● REQUIREMENT 1
List every item that the passage on knowledge graphs says people often add when they expand a lexical graph.
● REQUIREMENT 2
Extend the passage on knowledge graphs, starting after its final sentence about tools for creating knowledge graphs from unstructured data sources.

● EXTRACTED TEXT
# # #

Both LLMs and vector databases lack good ways to restrict data access. Knowledge graphs provide an excellent solution, regulating the scope of participants’ access to the database through permission controls, preventing them from seeing data they are not allowed to see. Below is a simple security principle that can be implemented in a knowledge graph:

A Simple Security Principle that Can Be Implemented in a Knowledge Graph

▲ A Simple Security Principle that Can Be Implemented in a Knowledge Graph

Creating Knowledge Graphs

What does it take to build a knowledge graph? The first step is to understand the two types of graphs most relevant to generative AI applications.

Domain Graph represents the world model related to the current application. Here is a simple example:

▲ Domain Graph

Lexical Graph represents the structure of documents. The simplest lexical graph consists of nodes formed by text blocks:

▲ Lexical Graph

People often expand it to include relationships between text blocks, document objects (such as tables), chapters, paragraphs, page numbers, document names or numbers, document collections, sources, etc. You can also combine domain and lexical graphs, as shown below:

▲ Combining Domain and Lexical Layers

Creating a lexical graph is simple, mainly involving parsing and chunking. For domain graphs, the creation path varies based on the data source (structured, unstructured, or both). Fortunately, tools for creating knowledge graphs from unstructured data sources are rapidly evolving.

# # #

● DATA SHOWN
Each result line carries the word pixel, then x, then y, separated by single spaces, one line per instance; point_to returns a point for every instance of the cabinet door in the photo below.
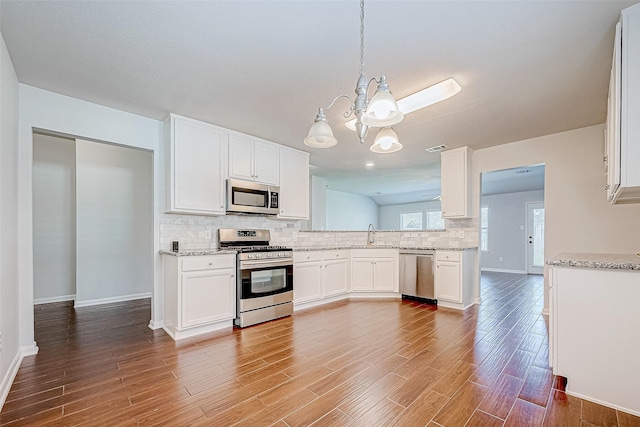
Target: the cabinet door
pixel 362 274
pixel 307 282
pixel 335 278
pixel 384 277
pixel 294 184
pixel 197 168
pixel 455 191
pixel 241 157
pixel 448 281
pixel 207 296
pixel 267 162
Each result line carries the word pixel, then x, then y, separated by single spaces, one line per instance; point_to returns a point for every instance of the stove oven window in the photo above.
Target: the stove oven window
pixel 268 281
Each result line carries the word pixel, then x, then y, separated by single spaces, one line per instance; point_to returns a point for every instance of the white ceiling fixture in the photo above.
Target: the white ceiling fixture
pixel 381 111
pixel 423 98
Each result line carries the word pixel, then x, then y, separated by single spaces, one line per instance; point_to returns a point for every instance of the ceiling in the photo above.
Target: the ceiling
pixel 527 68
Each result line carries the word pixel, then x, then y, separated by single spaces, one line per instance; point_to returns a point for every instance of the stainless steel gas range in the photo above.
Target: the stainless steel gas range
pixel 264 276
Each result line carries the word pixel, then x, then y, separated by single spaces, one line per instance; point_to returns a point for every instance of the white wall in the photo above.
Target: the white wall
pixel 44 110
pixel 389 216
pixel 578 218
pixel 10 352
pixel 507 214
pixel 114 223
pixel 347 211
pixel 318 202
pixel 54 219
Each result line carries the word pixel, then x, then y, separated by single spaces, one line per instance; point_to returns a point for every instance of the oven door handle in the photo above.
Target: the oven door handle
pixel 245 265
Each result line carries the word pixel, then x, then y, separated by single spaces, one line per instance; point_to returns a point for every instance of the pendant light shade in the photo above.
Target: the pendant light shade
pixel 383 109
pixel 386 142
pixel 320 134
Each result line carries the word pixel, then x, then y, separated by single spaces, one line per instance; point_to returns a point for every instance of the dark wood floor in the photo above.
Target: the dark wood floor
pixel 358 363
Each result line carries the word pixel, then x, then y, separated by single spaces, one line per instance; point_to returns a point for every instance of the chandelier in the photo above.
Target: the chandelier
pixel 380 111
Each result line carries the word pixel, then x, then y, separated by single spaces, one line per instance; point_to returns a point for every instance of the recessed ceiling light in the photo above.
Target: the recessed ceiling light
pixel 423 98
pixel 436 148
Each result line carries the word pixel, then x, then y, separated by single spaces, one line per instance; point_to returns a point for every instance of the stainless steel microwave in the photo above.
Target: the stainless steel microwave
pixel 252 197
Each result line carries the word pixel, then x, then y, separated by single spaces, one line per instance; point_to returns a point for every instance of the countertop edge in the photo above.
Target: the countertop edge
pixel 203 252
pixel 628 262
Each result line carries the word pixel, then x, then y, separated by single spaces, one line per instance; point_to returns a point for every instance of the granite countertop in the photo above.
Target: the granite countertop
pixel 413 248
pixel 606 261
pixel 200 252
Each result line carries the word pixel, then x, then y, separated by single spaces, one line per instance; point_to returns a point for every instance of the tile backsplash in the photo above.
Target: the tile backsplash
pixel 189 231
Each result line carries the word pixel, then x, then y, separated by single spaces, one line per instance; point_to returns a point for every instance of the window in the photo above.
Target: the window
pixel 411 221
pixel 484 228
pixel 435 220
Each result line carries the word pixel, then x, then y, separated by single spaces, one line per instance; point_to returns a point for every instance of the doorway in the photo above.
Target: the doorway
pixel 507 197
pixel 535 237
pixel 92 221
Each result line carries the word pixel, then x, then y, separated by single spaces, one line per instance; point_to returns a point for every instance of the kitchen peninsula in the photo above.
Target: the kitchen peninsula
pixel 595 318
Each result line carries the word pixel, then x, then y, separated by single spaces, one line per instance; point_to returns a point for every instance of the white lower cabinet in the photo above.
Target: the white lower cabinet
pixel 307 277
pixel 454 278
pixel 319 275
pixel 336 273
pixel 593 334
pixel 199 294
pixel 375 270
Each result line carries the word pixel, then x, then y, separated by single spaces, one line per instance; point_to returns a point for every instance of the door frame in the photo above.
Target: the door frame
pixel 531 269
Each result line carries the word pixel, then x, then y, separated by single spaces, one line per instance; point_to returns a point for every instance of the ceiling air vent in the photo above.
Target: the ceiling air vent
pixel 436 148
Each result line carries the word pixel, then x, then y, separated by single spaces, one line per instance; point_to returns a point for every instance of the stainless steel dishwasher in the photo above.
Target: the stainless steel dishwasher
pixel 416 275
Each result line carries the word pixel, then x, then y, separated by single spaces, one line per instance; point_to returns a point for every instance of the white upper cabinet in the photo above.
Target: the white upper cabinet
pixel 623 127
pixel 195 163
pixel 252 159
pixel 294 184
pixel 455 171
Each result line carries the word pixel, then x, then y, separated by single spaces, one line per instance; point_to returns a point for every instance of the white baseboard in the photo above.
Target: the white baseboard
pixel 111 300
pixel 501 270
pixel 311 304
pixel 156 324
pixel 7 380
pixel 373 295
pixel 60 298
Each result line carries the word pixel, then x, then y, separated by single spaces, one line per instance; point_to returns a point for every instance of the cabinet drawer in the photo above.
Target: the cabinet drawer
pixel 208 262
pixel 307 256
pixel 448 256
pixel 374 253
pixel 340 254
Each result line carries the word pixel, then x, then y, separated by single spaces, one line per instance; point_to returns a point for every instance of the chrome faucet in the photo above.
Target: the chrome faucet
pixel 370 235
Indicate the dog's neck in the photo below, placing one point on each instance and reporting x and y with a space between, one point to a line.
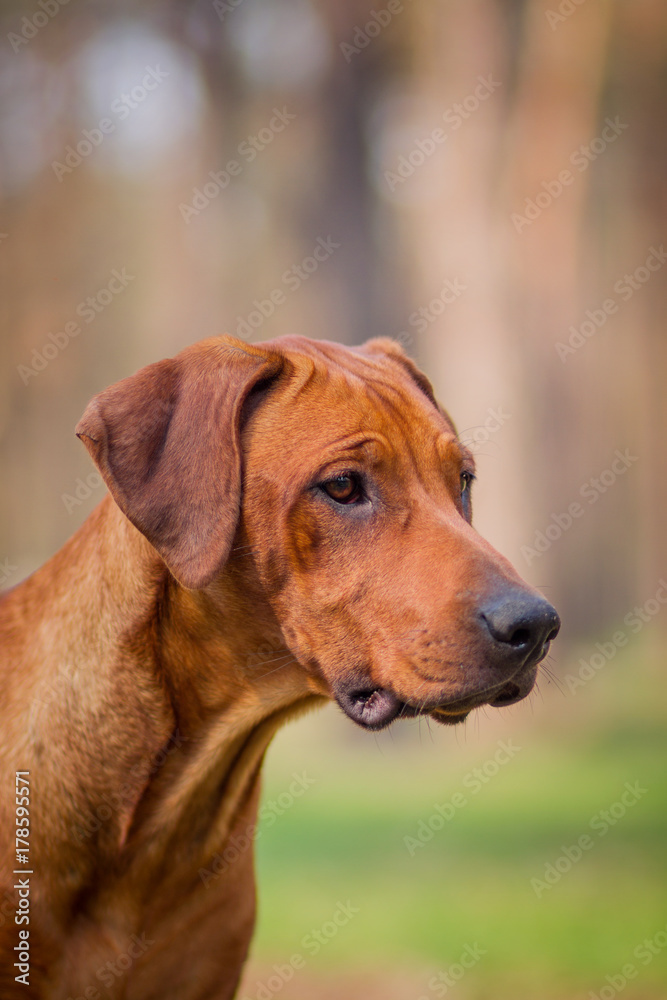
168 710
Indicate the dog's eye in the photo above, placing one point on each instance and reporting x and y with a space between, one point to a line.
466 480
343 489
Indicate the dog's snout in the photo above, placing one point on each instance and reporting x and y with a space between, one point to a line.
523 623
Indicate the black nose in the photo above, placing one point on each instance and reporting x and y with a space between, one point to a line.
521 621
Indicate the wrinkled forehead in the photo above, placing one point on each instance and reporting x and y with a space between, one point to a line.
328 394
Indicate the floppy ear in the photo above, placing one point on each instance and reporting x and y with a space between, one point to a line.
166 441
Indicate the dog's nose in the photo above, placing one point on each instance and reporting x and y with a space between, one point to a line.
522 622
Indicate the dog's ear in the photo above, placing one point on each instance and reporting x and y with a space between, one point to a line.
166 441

# # #

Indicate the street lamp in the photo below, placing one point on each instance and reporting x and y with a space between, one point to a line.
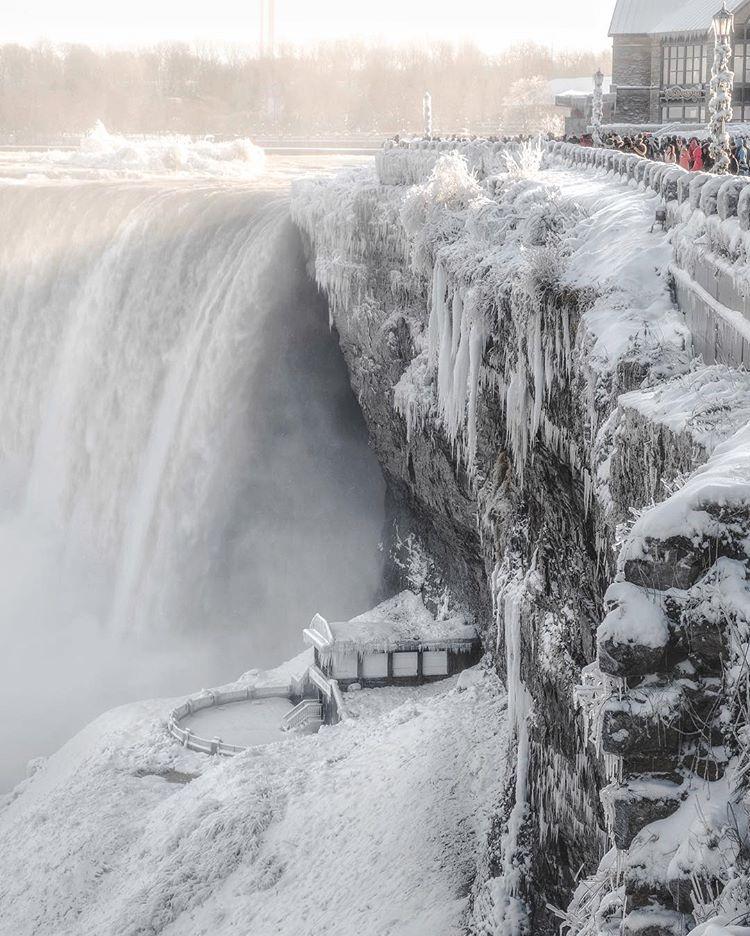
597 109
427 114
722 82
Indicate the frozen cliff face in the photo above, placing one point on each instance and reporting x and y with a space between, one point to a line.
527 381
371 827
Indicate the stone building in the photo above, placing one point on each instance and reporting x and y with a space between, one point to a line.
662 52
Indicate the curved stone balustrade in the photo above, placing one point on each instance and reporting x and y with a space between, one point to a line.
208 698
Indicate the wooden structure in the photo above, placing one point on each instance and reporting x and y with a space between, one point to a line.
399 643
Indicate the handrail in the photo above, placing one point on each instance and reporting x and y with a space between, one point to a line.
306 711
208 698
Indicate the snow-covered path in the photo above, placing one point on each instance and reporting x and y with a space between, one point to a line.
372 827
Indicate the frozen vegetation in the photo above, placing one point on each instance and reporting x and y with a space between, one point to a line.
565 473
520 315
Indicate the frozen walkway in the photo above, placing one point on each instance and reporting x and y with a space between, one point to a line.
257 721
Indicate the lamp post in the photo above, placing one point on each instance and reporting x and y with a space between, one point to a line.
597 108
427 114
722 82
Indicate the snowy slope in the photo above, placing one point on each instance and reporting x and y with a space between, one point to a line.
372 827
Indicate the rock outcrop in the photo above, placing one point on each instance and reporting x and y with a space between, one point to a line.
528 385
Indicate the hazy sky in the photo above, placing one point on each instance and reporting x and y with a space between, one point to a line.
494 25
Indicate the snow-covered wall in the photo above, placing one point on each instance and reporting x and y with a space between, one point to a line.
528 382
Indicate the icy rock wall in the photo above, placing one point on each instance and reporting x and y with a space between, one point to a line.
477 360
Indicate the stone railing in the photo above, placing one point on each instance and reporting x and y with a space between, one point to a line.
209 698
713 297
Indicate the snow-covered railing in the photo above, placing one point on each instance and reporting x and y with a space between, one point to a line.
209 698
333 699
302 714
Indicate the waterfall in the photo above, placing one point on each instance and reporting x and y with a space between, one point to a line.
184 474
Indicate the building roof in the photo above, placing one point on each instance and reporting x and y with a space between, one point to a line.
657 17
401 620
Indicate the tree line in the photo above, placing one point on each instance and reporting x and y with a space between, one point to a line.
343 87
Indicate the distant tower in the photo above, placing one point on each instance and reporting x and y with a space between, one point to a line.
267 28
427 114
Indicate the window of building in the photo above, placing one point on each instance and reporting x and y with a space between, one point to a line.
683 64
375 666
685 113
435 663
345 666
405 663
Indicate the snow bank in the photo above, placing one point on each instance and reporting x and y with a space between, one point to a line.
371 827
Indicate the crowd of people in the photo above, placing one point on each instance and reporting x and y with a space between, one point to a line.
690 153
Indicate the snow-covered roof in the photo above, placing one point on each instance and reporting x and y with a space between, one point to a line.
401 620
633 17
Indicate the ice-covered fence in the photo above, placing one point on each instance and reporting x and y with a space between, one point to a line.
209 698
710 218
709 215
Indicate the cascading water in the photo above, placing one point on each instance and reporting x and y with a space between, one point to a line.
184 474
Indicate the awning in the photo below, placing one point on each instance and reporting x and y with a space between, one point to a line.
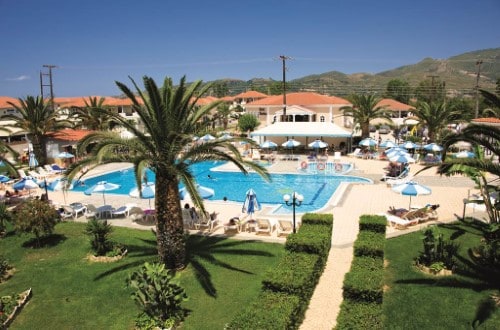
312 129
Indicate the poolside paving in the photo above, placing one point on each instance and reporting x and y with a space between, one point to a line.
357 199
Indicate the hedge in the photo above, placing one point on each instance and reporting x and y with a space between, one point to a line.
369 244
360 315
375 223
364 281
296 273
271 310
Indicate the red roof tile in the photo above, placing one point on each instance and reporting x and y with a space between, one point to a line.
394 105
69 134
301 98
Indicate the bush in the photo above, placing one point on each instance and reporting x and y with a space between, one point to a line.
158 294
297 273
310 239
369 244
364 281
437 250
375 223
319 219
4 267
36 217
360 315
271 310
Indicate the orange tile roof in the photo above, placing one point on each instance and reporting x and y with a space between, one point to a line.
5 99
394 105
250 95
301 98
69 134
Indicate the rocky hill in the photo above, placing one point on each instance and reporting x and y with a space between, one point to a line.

# # #

● RESPONSE AREA 1
- relationships between text blocks
- document objects (such as tables)
- chapters
- paragraphs
- page numbers
- document names or numbers
- document collections
- sources

● RESPONSE AREA 2
For example, the new Neo4j Knowledge Graph Builder can automatically create knowledge graphs using PDF files, web pages, YouTube videos, and Wikipedia articles. The process is very simple—just a few clicks, and you can visualize and query the domain and lexical graphs of the input text. This tool is powerful and fun, significantly lowering the threshold for creating knowledge graphs.

For structured data (such as customer, product, and location data stored by your company), it can be directly mapped into a knowledge graph. For example, for the most common structured data stored in relational databases, standard tools can be used to map relationships into graphs based on proven reliable rules.

Using Knowledge Graphs

With a knowledge graph, you can perform GraphRAG, and there are many frameworks available for this, such as LlamaIndex Property Graph Index, Langchain integrated with Neo4j, and the version integrated with Haystack. The field is advancing rapidly, but the programming methods are becoming very simple.

The same is true for graph creation. Tools like Neo4j Importer (a graphical interface for importing and mapping tabular data into graphs) and the aforementioned Neo4j Knowledge Graph Builder are emerging. The image below summarizes the steps for building a knowledge graph.

Automatically Building Knowledge Graphs for Generative AI

▲ Automatically Building Knowledge Graphs for Generative AI

Using knowledge graphs also allows mapping human language questions into graph database queries. Neo4j released an open-source tool, NeoConverse, to help query knowledge graphs using natural language.

While learning to use graphs initially requires some effort, the good news is that as tools evolve, it will become easier.

Conclusion: GraphRAG is the Future of RAG

LLMs’ inherent word-based computation and linguistic skills combined with vector-based RAG can yield excellent results. To achieve stable good results, we must go beyond strings and build world models on top of word models. Similarly, Google found that to master search capabilities, they had to go beyond text analysis and map the relationships between the things represented by strings. We see the same pattern emerging in the AI world. This pattern is GraphRAG.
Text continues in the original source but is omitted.